This is little Squishy catching a breath in resting pose tummy time. For this pose, we placed the Boppy or Dockatot to support his stomach and back, so that he can regain composure when he needs the chance. It’s very similar to the skin-to-skin method where you lie on your back and directly place baby on your body. The babies don’t seem to mind it as much – making tummy time more tolerable for all.

On Formula

Our culture tends to stigmatize moms who decide to formula feed. Often times, moms who decide to formula feed are given the impression that they didn’t try their best. Squishy had a moderate case of jaundice and he simply wouldn’t latch. So, after a month of exclusive pumping and failed latch attempts, I felt somewhat deflated and began formula feeding.

As a mostly vegan mom, I found that there were other challenges aside from societal pressure to formula feeding. A very limited number of formula options available for vegans. My husband and I initially chose the ProSobee Baby Formula because it was technically vegan. We chose our preference for soy formula based on a few trials with others – Similac, Mother’s Best, Baby Only. Mother’s Best, while having the cleanest ingredient list, caused severe constipation for Squishy. Similac was too rich and oily.

Assigned task 1
Retype the passage on infant care word for word, beginning at the words "Our culture tends" and stopping after the words "rich and oily.".
Assigned task 2
In the passage on infant care, which formula is said to have caused severe constipation for Squishy?

Available data
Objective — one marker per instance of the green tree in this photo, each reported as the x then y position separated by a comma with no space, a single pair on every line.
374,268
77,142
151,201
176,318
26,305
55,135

Task solution 1
Our culture tends to stigmatize moms who decide to formula feed. Often times, moms who decide to formula feed are given the impression that they didn’t try their best. Squishy had a moderate case of jaundice and he simply wouldn’t latch. So, after a month of exclusive pumping and failed latch attempts, I felt somewhat deflated and began formula feeding.

As a mostly vegan mom, I found that there were other challenges aside from societal pressure to formula feeding. A very limited number of formula options available for vegans. My husband and I initially chose the ProSobee Baby Formula because it was technically vegan. We chose our preference for soy formula based on a few trials with others – Similac, Mother’s Best, Baby Only. Mother’s Best, while having the cleanest ingredient list, caused severe constipation for Squishy. Similac was too rich and oily.

Task solution 2
Mother's Best caused severe constipation for Squishy.